> _Data lines_
•••
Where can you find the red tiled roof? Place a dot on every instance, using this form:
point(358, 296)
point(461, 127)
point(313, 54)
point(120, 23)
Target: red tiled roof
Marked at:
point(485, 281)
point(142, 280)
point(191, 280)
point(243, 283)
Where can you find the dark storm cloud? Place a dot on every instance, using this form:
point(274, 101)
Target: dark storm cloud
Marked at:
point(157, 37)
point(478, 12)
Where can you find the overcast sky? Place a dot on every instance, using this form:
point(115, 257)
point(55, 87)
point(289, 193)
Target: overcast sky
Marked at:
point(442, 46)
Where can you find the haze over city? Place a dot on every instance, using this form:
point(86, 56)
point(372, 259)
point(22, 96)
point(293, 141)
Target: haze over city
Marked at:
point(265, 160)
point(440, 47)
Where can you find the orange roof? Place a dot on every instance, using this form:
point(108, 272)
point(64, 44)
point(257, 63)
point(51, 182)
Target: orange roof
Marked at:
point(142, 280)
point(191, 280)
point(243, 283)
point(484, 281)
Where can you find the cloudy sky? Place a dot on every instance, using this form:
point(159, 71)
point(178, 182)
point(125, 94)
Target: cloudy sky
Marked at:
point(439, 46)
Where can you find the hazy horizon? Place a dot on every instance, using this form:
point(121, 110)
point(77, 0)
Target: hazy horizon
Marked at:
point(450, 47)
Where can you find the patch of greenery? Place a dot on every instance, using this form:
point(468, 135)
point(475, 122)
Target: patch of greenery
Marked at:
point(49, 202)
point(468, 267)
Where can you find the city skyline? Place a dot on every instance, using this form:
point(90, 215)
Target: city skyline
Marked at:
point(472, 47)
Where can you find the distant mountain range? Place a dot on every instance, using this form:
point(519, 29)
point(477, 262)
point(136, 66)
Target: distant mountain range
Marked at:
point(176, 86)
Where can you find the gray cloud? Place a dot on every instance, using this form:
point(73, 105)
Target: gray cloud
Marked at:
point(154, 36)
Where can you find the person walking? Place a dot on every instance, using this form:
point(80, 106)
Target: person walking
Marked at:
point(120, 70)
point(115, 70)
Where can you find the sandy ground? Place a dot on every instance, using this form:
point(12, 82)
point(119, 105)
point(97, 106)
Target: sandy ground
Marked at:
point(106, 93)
•••
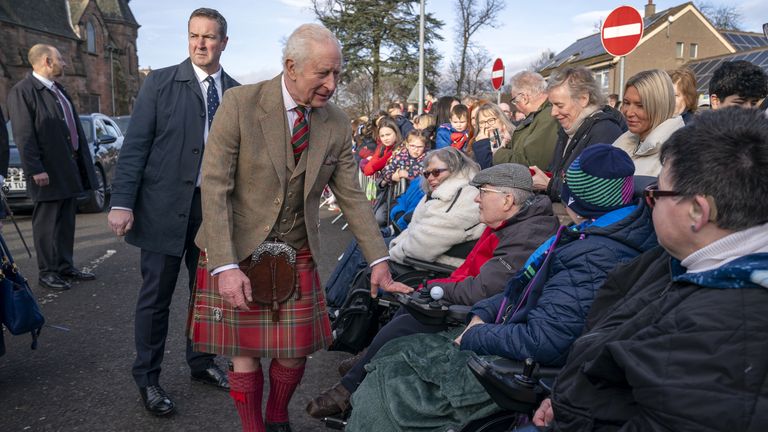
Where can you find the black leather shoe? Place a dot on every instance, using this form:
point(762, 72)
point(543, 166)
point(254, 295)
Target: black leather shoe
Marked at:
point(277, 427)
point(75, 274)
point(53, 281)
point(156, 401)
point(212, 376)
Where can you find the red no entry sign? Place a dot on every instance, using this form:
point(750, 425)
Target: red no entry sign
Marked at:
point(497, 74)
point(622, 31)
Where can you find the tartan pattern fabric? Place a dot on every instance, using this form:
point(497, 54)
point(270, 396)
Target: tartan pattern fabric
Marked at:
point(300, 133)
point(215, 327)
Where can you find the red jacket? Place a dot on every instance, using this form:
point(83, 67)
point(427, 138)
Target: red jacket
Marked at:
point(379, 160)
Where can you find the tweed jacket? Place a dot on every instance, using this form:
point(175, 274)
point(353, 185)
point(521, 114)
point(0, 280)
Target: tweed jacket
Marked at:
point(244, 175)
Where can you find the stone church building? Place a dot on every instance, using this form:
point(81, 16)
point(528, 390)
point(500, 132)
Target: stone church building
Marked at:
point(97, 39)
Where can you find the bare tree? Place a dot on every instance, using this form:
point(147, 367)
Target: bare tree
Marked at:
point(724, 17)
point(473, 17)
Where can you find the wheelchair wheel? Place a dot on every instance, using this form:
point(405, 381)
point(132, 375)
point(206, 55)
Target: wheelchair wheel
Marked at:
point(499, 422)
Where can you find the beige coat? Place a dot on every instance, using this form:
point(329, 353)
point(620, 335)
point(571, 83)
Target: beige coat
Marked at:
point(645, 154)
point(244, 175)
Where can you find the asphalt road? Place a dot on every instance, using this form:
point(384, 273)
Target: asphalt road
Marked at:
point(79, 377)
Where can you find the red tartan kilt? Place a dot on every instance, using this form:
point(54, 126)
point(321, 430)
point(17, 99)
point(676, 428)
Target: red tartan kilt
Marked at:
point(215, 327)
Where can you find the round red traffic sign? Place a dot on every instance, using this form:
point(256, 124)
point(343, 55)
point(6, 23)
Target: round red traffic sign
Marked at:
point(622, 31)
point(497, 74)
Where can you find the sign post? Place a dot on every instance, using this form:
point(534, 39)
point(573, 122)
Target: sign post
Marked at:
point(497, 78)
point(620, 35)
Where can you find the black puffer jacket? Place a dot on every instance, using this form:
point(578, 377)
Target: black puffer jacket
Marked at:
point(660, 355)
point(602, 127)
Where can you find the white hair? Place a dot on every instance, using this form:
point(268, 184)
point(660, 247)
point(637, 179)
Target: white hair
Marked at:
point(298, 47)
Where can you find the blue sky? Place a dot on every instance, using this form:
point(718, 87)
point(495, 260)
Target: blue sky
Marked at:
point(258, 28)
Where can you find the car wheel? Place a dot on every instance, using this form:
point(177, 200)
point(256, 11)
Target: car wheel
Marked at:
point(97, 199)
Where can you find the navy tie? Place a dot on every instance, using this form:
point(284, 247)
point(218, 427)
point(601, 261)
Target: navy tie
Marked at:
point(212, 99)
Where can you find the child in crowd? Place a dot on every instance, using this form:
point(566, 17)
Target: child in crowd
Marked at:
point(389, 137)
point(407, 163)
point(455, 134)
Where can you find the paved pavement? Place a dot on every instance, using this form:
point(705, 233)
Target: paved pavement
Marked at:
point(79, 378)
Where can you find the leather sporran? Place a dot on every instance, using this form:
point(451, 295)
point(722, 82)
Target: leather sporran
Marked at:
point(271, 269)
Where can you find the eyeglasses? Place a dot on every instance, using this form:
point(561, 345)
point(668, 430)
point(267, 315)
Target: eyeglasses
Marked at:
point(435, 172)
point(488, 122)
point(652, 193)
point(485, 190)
•••
> _Problem_
Reproduce verbatim the records from the line with "Where can you find the red tiled" up to and including the line with "point(450, 47)".

> _Task solution_
Where can you find the red tiled roof? Place a dot on every instance, using this form:
point(358, 296)
point(461, 127)
point(313, 54)
point(120, 23)
Target: red tiled roof
Marked at:
point(485, 281)
point(142, 280)
point(191, 280)
point(243, 283)
Where can you find the dark storm cloud? Place a dot on every instance, using this form:
point(274, 101)
Target: dark storm cloud
Marked at:
point(157, 37)
point(478, 12)
Where can you find the overcast sky? Place a dot on every instance, using this form:
point(115, 257)
point(55, 87)
point(289, 193)
Target: overcast sky
Marked at:
point(442, 46)
Where can you find the haze over city? Place a dot on every instance, using this form:
point(86, 56)
point(372, 259)
point(22, 96)
point(293, 141)
Target: haze over city
Marked at:
point(265, 160)
point(440, 47)
Where can you find the orange roof? Place a dot on every instance, using this form:
point(108, 272)
point(64, 44)
point(257, 63)
point(51, 182)
Target: orange roof
Marked at:
point(142, 280)
point(191, 280)
point(243, 283)
point(484, 281)
Where can you find the cloudy sky? Place a dot on every instance, using this form:
point(159, 71)
point(178, 182)
point(125, 94)
Target: cloudy sky
Marked at:
point(439, 46)
Where can you find the hazy horizon? Place a dot on every instance, using this form:
point(121, 110)
point(77, 0)
Target: hazy horizon
Marked at:
point(450, 47)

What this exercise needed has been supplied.